### Extract to read

Sunday’s 7.3-magnitude earthquake struck villages and towns in the mountainous area of Kermanshah province that borders Iraq while many people were at home asleep. At least 14 provinces in Iran were affected.

State television said thousands were huddling in makeshift camps while many others spent the second night in the open for fear of more tremors to come after some 193 aftershocks.

Bitter cold

Hospitals in nearby provinces took in many of the injured, state television said, airing footage of survivors waiting to be treated. Hundreds of critically injured people were dispatched to hospitals in Tehran.

Iran’s Red Crescent said emergency shelters had been given to thousands of homeless people, but lack of water and electricity as well as blocked roads in some areas hindered aid supply efforts.

Local authorities said traffic chaos on roads, caused by people from nearby provinces who were rushing to help, further hampered the flow of aid to quake-hit areas.

“People in some villages are still in dire need of food, water and shelter,” governor of Qasr-e Shirin Faramarz Akbari told state television.

More than 30,000 houses in the area were damaged and at least two villages were completely destroyed, Iranian authorities said.

Houses in Iranian villages are often made of concrete blocks or mud brick that can crumble and collapse in a strong quake.

Photographs posted on Iranian news websites showed rescue workers digging people out of collapsed buildings, cars smashed beneath rubble and rescue dogs trying to find signs of life under the twisted remains of collapsed buildings.

### Dataset excerpts
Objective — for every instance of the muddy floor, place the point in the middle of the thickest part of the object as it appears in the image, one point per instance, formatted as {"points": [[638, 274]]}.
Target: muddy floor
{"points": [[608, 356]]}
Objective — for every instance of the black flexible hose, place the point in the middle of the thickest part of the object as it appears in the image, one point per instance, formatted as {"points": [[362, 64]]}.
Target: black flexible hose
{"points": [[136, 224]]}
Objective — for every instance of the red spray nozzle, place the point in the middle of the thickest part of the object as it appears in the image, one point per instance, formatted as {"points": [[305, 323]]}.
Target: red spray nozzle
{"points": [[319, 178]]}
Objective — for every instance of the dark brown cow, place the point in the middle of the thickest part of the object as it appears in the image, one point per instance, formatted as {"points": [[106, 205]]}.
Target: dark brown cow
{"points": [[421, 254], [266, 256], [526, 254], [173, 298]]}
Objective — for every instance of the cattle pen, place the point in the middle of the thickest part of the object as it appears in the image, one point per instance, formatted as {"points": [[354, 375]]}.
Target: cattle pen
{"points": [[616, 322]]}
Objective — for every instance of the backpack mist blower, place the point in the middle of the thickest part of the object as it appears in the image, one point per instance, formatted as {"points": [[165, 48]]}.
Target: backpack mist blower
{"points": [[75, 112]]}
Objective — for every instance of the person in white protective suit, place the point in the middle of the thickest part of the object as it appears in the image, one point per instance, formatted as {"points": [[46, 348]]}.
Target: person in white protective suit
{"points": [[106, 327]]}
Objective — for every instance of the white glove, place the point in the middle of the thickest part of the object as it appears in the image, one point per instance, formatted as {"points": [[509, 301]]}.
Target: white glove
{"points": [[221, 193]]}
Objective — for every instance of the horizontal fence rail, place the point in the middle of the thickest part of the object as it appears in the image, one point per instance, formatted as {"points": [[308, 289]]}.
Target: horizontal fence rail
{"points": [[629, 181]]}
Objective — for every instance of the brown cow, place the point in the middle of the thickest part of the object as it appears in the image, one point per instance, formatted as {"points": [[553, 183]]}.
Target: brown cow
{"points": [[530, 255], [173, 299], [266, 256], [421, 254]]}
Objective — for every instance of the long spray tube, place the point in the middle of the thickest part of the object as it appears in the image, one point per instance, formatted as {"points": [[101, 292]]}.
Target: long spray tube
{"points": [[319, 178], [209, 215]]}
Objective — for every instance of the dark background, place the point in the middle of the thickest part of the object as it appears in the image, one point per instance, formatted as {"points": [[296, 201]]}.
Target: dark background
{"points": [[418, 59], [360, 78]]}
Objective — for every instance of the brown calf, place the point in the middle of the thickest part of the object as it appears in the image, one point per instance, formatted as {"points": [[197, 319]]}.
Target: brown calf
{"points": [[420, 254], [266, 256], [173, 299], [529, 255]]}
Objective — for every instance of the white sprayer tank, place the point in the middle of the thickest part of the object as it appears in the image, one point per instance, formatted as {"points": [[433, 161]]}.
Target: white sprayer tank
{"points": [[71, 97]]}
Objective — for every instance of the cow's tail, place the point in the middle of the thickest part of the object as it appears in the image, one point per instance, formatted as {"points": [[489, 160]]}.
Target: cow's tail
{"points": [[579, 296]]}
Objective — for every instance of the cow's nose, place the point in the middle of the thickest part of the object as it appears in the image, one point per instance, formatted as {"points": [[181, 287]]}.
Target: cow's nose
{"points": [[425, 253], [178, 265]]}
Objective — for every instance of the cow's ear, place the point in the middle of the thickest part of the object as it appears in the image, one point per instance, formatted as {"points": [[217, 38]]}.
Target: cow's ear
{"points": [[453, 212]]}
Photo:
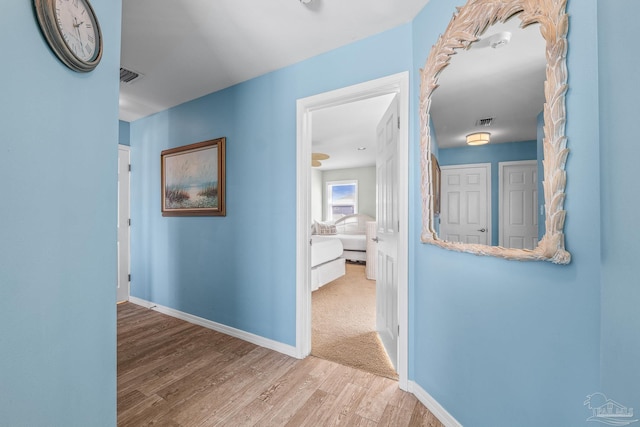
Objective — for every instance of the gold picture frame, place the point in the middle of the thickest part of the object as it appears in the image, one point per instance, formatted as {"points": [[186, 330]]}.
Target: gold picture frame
{"points": [[193, 179]]}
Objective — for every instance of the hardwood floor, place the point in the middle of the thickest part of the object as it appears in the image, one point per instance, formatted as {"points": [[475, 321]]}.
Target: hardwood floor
{"points": [[174, 373]]}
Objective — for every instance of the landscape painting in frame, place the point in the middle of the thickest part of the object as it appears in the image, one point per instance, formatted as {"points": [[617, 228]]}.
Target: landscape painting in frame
{"points": [[193, 179]]}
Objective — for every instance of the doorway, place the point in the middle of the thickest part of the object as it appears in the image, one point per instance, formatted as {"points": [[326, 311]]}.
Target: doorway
{"points": [[396, 84]]}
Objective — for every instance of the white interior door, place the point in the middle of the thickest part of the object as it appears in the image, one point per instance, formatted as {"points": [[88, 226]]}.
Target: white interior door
{"points": [[466, 203], [387, 231], [518, 204], [122, 292]]}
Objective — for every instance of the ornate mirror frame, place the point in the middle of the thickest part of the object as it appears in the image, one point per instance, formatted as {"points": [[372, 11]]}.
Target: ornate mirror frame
{"points": [[467, 24]]}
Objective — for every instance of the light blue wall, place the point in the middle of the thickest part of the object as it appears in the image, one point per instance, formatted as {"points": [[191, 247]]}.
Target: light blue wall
{"points": [[58, 165], [494, 154], [619, 153], [503, 343], [239, 270], [497, 343]]}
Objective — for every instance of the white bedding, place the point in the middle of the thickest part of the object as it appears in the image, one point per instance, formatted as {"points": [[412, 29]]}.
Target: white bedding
{"points": [[351, 242], [324, 249]]}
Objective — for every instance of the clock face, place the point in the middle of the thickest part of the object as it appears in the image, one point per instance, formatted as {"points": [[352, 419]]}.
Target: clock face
{"points": [[78, 28], [72, 31]]}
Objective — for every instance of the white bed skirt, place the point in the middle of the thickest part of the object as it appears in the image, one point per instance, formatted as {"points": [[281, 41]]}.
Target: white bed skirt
{"points": [[327, 272]]}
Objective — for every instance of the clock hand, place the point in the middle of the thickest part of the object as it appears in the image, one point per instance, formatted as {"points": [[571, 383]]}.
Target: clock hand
{"points": [[76, 25]]}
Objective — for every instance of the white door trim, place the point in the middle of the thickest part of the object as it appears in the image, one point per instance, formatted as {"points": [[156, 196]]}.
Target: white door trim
{"points": [[127, 150], [397, 84]]}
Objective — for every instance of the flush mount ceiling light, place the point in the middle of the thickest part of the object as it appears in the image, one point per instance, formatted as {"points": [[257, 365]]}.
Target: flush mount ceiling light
{"points": [[316, 157], [499, 40], [478, 138]]}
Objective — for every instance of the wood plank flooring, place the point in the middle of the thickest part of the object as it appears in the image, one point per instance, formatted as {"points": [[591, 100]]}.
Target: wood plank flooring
{"points": [[173, 373]]}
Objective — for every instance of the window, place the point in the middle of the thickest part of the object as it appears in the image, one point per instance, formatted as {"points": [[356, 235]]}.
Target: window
{"points": [[342, 198]]}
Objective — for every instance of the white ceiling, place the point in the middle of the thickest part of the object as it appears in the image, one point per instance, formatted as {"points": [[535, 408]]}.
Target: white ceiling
{"points": [[506, 83], [186, 49], [189, 48], [345, 130]]}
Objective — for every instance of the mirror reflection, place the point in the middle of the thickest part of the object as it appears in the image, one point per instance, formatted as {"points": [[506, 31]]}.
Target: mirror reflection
{"points": [[491, 94]]}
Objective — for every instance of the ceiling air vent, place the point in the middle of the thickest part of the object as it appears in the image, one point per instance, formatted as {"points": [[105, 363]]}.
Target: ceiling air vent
{"points": [[485, 122], [128, 76]]}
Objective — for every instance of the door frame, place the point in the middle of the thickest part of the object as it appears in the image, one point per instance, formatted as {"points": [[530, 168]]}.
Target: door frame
{"points": [[126, 149], [394, 84]]}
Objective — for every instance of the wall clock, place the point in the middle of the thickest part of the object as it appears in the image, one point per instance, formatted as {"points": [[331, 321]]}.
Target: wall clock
{"points": [[72, 31]]}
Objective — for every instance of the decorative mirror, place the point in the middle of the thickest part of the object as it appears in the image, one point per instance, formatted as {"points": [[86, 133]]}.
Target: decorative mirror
{"points": [[484, 27]]}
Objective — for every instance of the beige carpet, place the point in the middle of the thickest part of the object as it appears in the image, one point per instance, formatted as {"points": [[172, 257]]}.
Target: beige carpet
{"points": [[344, 323]]}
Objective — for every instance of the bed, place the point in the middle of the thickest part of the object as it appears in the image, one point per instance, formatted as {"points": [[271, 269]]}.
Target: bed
{"points": [[351, 230], [327, 263]]}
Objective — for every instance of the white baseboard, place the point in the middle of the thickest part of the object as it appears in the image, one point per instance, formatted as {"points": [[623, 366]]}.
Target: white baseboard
{"points": [[237, 333], [432, 405]]}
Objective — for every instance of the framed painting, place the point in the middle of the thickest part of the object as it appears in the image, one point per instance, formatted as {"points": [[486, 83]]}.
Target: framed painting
{"points": [[193, 179]]}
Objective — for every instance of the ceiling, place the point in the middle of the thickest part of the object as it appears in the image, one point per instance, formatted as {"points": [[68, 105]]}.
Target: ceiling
{"points": [[504, 83], [185, 49], [347, 132]]}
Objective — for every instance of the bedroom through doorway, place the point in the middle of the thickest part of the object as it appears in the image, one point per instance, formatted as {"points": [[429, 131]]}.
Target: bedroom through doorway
{"points": [[342, 308]]}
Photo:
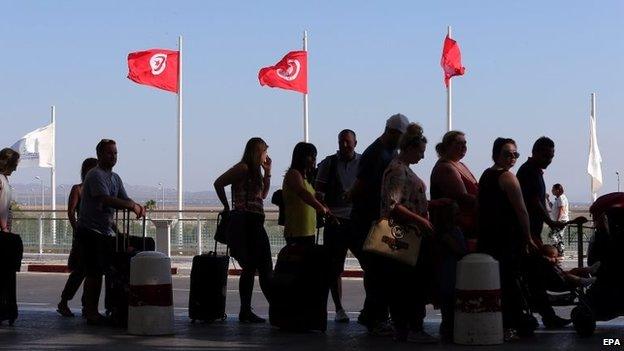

### Brief 1
Answer from the earthquake report:
(a) What was the magnitude of Sunday's earthquake?
(b) About how many aftershocks had there been, according to state television?
(c) How many houses in the area were damaged, according to Iranian authorities?
### Brief 2
Does each statement agree with the earthquake report? Answer yes or no, and quote the words that decide it.
(a) Hundreds of critically injured people were taken to hospitals in Tehran.
(b) The earthquake struck while many people were at work.
(c) People rushing in from nearby provinces made it easier for aid to reach quake-hit areas.
### Brief 3
Copy out the section of the earthquake report that starts with the words "Local authorities said" and ends after "told state television.".

### Response box 1
(a) 7.3
(b) Some 193
(c) More than 30,000

### Response box 2
(a) Yes: "Hundreds of critically injured people were dispatched to hospitals in Tehran."
(b) No: "while many people were at home asleep"
(c) No: "traffic chaos on roads, caused by people from nearby provinces who were rushing to help, further hampered the flow of aid to quake-hit areas"

### Response box 3
Local authorities said traffic chaos on roads, caused by people from nearby provinces who were rushing to help, further hampered the flow of aid to quake-hit areas.

“People in some villages are still in dire need of food, water and shelter,” governor of Qasr-e Shirin Faramarz Akbari told state television.